Text segment:
+++
I reckon I probably covered about 100m in 20 seconds, that's for sure! 
What are you going to do though? It was just a friendly bump, not a hard hit. I reckon the footage of Karnage in the water at longy after being knocked in shows what cool in a bad situation really is. I think I'd be crying like a baby if that was me.


----------



## Darwin (Jul 25, 2008)

Why don't you bump her back mate! To be honest should we do something or do nothing in this situation? I may pull out my water proof phone and record last message to my love. I may say "If I can survive, I will love you more!". Perhaps, it is time to confess to god! If I can come out un-scratched, I will go to buy a lotto ticket etc. It seems you done nothing but kept on fishing, so your effort paid off! I will join you again next time. Hopefully, the shark will pick on your shorter kayak rather than my 4.2 revo! lol

Darwin


----------



## SharkNett (Feb 20, 2006)

Great report and glad to it was just a friendly bump. Still to see a shark close up from the yak.
As for the paddle vs peddle, with peddles you could have turned the rudder and towed the fish out instead.
Rob


----------



## Ado (Mar 31, 2008)

If that's what it takes to catch a King then I'll stick to redfin.

Great report but.


----------
+++
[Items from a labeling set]

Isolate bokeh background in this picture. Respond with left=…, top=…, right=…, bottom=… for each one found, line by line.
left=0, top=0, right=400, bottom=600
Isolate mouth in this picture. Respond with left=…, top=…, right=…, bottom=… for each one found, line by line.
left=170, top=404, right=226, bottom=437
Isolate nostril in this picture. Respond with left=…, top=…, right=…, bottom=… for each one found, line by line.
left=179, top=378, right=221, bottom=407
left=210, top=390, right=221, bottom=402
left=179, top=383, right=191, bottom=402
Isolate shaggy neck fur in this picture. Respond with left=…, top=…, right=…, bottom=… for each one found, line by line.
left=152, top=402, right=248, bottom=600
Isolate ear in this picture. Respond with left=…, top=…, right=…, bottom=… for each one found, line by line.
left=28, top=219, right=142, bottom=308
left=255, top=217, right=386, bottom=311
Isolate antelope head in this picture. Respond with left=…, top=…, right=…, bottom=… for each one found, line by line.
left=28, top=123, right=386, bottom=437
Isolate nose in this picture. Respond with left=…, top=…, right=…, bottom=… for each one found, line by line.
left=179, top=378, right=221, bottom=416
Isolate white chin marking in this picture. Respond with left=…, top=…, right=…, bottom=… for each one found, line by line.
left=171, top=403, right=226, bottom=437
+++
Written problem A: According to the forum thread, what fish does Ado say he will stick to?
Written problem B: From the forum thread, retype the passage starting with "What are you" and going on through "(Jul 25, 2008)".
Written problem C: List every username that appears as a post heading in the forum thread.

Correct output A: Redfin.

Correct output B:
What are you going to do though? It was just a friendly bump, not a hard hit. I reckon the footage of Karnage in the water at longy after being knocked in shows what cool in a bad situation really is. I think I'd be crying like a baby if that was me.


----------



## Darwin (Jul 25, 2008)

Correct output C: Darwin, SharkNett, Ado